-- start of Supplied data --

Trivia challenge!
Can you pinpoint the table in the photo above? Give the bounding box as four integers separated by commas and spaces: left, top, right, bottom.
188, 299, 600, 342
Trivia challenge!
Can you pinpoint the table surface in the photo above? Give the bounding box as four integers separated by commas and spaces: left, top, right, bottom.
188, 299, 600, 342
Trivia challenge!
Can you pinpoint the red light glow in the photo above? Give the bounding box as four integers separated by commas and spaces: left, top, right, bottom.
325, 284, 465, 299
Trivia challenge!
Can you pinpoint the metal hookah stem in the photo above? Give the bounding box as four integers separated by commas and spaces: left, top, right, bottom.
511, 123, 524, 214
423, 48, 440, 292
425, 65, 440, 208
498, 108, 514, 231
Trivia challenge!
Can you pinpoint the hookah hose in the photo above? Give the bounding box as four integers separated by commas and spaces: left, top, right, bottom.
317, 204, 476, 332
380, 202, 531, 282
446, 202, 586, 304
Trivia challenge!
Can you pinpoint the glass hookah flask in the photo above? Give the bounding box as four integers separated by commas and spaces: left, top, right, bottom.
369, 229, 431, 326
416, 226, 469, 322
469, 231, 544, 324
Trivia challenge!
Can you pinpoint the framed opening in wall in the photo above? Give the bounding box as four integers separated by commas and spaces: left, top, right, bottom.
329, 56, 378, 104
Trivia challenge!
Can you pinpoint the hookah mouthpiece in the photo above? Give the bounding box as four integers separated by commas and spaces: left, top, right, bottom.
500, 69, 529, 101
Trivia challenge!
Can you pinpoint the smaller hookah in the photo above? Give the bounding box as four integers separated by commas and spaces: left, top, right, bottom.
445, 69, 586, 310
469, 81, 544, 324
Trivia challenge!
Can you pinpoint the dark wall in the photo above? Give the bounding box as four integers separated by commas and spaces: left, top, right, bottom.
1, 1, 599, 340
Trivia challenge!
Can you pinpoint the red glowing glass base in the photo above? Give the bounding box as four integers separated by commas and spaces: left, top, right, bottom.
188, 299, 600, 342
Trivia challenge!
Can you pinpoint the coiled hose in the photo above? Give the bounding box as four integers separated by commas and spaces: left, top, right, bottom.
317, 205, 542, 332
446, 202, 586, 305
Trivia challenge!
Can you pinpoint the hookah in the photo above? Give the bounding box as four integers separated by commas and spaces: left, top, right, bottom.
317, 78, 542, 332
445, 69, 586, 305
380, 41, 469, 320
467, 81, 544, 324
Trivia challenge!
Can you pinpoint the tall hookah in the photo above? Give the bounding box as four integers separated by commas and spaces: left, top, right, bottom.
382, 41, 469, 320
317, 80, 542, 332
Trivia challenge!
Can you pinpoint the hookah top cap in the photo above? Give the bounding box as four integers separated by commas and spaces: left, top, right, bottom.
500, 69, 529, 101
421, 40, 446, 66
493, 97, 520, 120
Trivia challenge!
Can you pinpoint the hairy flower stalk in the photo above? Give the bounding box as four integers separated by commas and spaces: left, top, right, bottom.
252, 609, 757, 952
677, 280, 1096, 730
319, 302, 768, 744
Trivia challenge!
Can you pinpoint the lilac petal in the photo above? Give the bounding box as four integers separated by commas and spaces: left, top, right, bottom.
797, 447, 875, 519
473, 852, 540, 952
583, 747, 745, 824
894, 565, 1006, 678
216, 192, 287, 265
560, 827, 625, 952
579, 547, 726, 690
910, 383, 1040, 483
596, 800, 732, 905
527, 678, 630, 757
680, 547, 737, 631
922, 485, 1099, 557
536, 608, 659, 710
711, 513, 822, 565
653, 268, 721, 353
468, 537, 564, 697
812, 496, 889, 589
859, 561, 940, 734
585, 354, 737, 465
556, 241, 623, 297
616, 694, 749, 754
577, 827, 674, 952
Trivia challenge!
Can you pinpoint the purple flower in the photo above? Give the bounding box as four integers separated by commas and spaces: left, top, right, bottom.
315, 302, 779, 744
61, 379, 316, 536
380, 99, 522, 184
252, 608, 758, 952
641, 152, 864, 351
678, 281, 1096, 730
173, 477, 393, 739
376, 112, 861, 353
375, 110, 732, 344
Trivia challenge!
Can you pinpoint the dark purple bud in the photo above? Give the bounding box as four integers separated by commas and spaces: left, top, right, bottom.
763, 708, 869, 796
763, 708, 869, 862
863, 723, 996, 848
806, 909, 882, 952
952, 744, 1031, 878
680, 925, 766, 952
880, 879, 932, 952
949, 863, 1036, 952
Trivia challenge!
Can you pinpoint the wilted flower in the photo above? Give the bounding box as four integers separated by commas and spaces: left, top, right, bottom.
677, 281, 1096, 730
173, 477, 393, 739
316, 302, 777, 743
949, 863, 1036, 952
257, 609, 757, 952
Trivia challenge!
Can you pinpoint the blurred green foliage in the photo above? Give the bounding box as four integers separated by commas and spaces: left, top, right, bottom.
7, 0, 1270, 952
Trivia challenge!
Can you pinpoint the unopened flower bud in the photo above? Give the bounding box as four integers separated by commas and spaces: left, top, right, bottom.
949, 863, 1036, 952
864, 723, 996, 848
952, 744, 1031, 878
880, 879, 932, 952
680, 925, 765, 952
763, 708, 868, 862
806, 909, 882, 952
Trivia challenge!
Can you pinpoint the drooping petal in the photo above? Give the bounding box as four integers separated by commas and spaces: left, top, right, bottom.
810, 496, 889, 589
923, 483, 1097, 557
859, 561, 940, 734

-- end of Supplied data --

_To be done_
Please turn the entries, from the start through the line containing "329, 56, 378, 104" inclusive, into a two-column CSV with the headers input and output. Give one row per entry, with its text and its answer each in a single quoted field and every line break replaced by a space.

_Output for this exercise_
input,output
"Trivia challenge! Can you pinpoint the table in the photo above? Give the bounding box as four integers separated by commas and spaces: left, top, right, bottom.","188, 299, 600, 342"
"Trivia challenge! Can you pinpoint the table surface in the photo above? Give the bounding box as four integers separated by commas and spaces: left, top, right, bottom.","188, 299, 600, 342"
"Trivia challenge! Can you pinpoint the red light glow in the photo above? Give the bounding box as four integers separated by commas and spaces: left, top, right, bottom.","325, 284, 465, 299"
"Trivia challenge! Can you pinpoint the metal hookah stem in the photo above? Give the bounding box as four integers separated by commas and spaces: left, top, right, bottom.","511, 123, 524, 214 423, 48, 440, 292 425, 65, 440, 208 498, 108, 514, 231"
"Trivia challenge! Can you pinpoint the hookah hose in the photo above? Give the bounding box as four integers separated by commas and spaces: left, top, right, bottom.","317, 204, 476, 332 380, 202, 531, 282 446, 202, 586, 304"
"Trivia challenge! Can you pinpoint the glass hookah flask in the photo above? Give the bounding box as four integers separated by commas and spaces: left, top, right, bottom.","369, 229, 431, 326 416, 226, 469, 322 469, 231, 544, 324"
"Trivia challenge! Can you pinpoint the framed opening in wall in the photo above? Give the bounding box as four integers separated by commas and spaces: left, top, right, bottom.","329, 56, 378, 104"